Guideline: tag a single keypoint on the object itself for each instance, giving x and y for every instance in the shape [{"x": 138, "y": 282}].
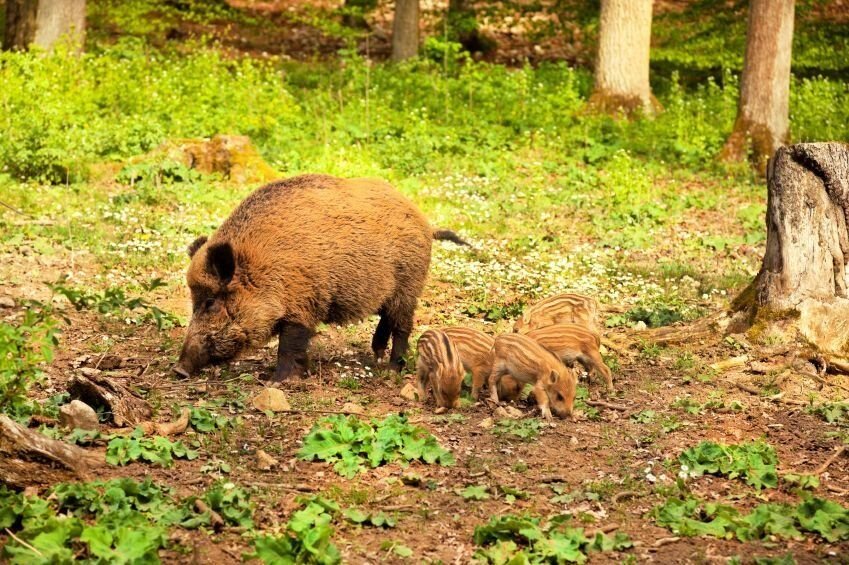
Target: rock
[
  {"x": 78, "y": 414},
  {"x": 507, "y": 412},
  {"x": 762, "y": 368},
  {"x": 409, "y": 392},
  {"x": 272, "y": 399},
  {"x": 353, "y": 408},
  {"x": 110, "y": 363},
  {"x": 264, "y": 461}
]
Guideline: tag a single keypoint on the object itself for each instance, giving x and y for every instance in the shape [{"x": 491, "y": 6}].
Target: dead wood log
[
  {"x": 24, "y": 452},
  {"x": 802, "y": 288},
  {"x": 121, "y": 403}
]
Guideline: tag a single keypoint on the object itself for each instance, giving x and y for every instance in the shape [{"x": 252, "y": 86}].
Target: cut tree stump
[
  {"x": 123, "y": 405},
  {"x": 30, "y": 458},
  {"x": 801, "y": 289}
]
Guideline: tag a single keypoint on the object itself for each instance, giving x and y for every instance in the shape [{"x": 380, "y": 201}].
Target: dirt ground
[{"x": 620, "y": 460}]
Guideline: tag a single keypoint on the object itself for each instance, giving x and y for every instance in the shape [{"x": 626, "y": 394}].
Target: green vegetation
[
  {"x": 832, "y": 412},
  {"x": 353, "y": 443},
  {"x": 692, "y": 517},
  {"x": 525, "y": 539},
  {"x": 113, "y": 302},
  {"x": 306, "y": 539},
  {"x": 24, "y": 346},
  {"x": 753, "y": 462},
  {"x": 157, "y": 450},
  {"x": 117, "y": 521}
]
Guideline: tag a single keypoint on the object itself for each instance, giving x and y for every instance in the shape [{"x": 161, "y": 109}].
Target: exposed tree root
[
  {"x": 24, "y": 451},
  {"x": 125, "y": 407}
]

- - - -

TASK TO COMPLETE: From the first line to the last, retype the data above exactly, but not its images.

WRITTEN RESPONSE:
Guideline: tag a single keypoint on the object itself for each instance, giving x and y for every instance in the shape [{"x": 138, "y": 282}].
Target: rock
[
  {"x": 78, "y": 414},
  {"x": 507, "y": 412},
  {"x": 762, "y": 368},
  {"x": 409, "y": 392},
  {"x": 272, "y": 399},
  {"x": 353, "y": 408},
  {"x": 110, "y": 363},
  {"x": 264, "y": 461}
]
Guideline: tag a single keypoint on the object itself for each instance, giving x and y for every instance in the shape [{"x": 491, "y": 6}].
Target: dead wood log
[
  {"x": 24, "y": 452},
  {"x": 802, "y": 288},
  {"x": 121, "y": 403}
]
Guideline: tag a single keypoint on the object itself for each instance, giving x and y for every instance in the shape [{"x": 252, "y": 86}].
Target: cut tree stump
[
  {"x": 123, "y": 405},
  {"x": 30, "y": 458},
  {"x": 801, "y": 289}
]
Guideline: tag a single keypoint on the object itself for each instance, giving x and y for every instance in the shape [{"x": 380, "y": 201}].
Target: dirt ground
[{"x": 620, "y": 460}]
Guideline: tag a single keypoint on the object itself for each instance, giving x and y for every instance in the shape [{"x": 626, "y": 394}].
Target: green vegetation
[
  {"x": 832, "y": 412},
  {"x": 353, "y": 443},
  {"x": 692, "y": 517},
  {"x": 525, "y": 539},
  {"x": 113, "y": 302},
  {"x": 306, "y": 539},
  {"x": 24, "y": 346},
  {"x": 753, "y": 462},
  {"x": 157, "y": 450},
  {"x": 117, "y": 521}
]
Guideline: tag a single keypoint on the object itself for each instance, giving x and y for every instance in the shape [{"x": 161, "y": 109}].
Target: exposed tree root
[
  {"x": 24, "y": 451},
  {"x": 125, "y": 407}
]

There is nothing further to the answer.